BRANO ESTRATTO
"""
Un genio della letteratura italiana contemporanea. Ogni singola frase trabocca di idee fresche e interessanti, condite da un umorismo non tanto celato. Consigliato soprattutto a chi è in cerca di storie surreali, ma comunque belle.
Romanzo breve postumo, scoperto tra le carte del maestro, in attesa di un'ultima revisione. Che dire? Un'assoluta meraviglia, enigma indecifrabile, ermetico nella sua eterea essenza, un intimo rapimento intellettuale, uno stordimento sensoriale provocato certamente da uno stile senza pari, ma anche da un'atmosfera cupa e nebbiosa costruita ad arte parola dopo parola che surclassa in potenza l'esiguità della trama. Nonostante Re Giorgio non avesse avuto il tempo di dare a quest'opera un'ultima revisione, e anche se a rigor di termini si può parlare di un romanzo incompiuto, per me "La palude definitiva" rappresenta un autentico capolavoro.
"""
Voci di indicazione ed etichettatura:
"""
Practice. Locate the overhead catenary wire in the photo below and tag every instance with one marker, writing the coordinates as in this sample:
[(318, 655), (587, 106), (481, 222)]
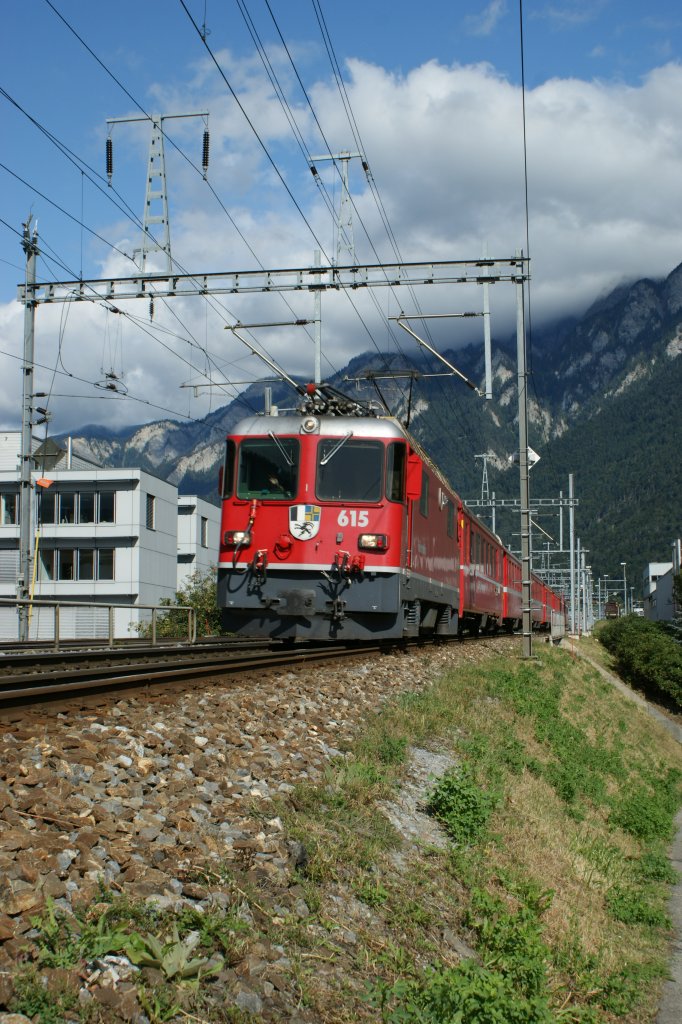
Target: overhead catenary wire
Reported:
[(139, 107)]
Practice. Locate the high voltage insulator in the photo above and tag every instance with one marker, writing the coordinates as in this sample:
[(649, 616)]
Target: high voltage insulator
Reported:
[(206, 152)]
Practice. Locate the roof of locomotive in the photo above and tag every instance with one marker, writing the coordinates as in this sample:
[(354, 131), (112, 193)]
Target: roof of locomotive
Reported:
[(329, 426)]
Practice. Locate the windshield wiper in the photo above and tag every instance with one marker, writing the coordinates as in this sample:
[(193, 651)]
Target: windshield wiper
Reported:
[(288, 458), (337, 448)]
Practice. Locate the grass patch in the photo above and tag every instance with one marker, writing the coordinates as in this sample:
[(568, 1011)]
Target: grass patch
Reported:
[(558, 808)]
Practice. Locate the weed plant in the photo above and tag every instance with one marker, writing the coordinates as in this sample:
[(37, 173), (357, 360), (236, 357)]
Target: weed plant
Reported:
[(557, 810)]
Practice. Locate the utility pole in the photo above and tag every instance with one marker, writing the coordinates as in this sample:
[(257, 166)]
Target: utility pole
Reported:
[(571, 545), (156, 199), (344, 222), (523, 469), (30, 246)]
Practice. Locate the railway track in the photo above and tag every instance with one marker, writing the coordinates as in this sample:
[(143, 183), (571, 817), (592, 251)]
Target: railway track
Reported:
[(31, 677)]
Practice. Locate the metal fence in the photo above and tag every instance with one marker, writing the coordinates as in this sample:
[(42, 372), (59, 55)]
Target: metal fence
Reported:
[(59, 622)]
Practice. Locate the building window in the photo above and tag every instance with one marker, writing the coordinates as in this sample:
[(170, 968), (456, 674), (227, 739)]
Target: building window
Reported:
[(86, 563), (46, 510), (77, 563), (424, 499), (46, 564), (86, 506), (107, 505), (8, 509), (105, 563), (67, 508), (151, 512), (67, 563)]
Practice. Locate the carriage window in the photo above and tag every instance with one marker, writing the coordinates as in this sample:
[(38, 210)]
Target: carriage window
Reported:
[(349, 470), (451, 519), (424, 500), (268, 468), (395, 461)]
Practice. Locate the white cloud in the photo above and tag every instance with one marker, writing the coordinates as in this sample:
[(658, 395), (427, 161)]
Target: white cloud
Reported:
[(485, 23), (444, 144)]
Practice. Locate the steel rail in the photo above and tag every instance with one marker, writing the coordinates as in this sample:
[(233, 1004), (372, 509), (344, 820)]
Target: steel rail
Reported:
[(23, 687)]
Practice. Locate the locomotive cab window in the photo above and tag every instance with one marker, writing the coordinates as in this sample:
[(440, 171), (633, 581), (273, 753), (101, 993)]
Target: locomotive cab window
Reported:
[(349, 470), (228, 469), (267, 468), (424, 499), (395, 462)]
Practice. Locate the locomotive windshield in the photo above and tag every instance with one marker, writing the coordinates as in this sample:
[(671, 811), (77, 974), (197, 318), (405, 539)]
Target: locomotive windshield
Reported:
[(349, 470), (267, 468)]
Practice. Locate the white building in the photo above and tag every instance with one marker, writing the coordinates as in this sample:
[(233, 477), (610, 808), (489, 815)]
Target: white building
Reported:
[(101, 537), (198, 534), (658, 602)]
"""
I TUOI COMPITI
**A.** Secondo la recensione de «La palude definitiva», dove è stato scoperto il romanzo breve postumo?
**B.** Scrivi il seguito della recensione de «La palude definitiva», partendo dopo la sua ultima frase.

RISPOSTE ALL'ESERCIZIO
**A.** Tra le carte del maestro.

**B.**
Questo libro è l'unico romanzo surreale italiano, ed è un vero capolavoro, riuscendo a contenere mistero, angoscia, avventura e molto altro! E' il capolavoro di Manganelli e lo consiglio a tutti! P.s. I lettori alle prime armi potrebbero avere difficoltà, in quanto lo stile di Manganelli è molto complesso, pieno di arcaismi e ricercatezze! Nicola :-)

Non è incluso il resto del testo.